#### The request:
Rewrite the data from the line containing "Mark every instance of the large" through the end, changing "fish tail" to "caudal fin" and leaving everything else the same.

— begin Dataset records —

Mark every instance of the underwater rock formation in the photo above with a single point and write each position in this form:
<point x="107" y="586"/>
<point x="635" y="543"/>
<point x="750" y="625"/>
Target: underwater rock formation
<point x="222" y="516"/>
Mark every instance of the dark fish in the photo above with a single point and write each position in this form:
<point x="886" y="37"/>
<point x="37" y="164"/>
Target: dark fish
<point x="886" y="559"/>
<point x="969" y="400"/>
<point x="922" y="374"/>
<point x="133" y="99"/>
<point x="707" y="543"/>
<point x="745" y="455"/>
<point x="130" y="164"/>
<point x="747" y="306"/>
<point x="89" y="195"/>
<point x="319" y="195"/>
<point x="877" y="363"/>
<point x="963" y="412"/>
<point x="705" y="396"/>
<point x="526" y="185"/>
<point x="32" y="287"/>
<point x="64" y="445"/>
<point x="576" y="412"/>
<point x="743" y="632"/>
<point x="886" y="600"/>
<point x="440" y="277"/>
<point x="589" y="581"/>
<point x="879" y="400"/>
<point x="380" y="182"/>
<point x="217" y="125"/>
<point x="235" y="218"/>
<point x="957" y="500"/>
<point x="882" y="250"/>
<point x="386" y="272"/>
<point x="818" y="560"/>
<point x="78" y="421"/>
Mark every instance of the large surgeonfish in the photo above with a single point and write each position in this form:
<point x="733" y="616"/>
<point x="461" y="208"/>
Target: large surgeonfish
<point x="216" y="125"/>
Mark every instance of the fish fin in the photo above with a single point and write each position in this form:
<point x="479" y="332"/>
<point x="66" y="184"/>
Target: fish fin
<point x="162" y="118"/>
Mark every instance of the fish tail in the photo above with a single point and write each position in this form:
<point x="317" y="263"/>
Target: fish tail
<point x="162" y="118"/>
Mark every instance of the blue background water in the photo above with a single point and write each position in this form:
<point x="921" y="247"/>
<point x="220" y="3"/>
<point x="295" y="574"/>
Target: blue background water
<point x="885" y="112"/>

— end Dataset records —

#### Written solution:
Mark every instance of the large surgeonfish in the photo above with a single point and write each position in this form:
<point x="733" y="616"/>
<point x="461" y="208"/>
Target: large surgeonfish
<point x="216" y="125"/>
Mark every instance of the fish fin in the photo above with a single point and write each position in this form:
<point x="479" y="332"/>
<point x="66" y="184"/>
Target: fish fin
<point x="162" y="118"/>
Mark every instance of the caudal fin in the photo above with a single point and write each position in this form:
<point x="317" y="263"/>
Target: caudal fin
<point x="162" y="118"/>
Mark every instance of the blue background water in the photo above with a single point and write each position in this form:
<point x="921" y="247"/>
<point x="220" y="3"/>
<point x="295" y="574"/>
Target: blue background water
<point x="885" y="112"/>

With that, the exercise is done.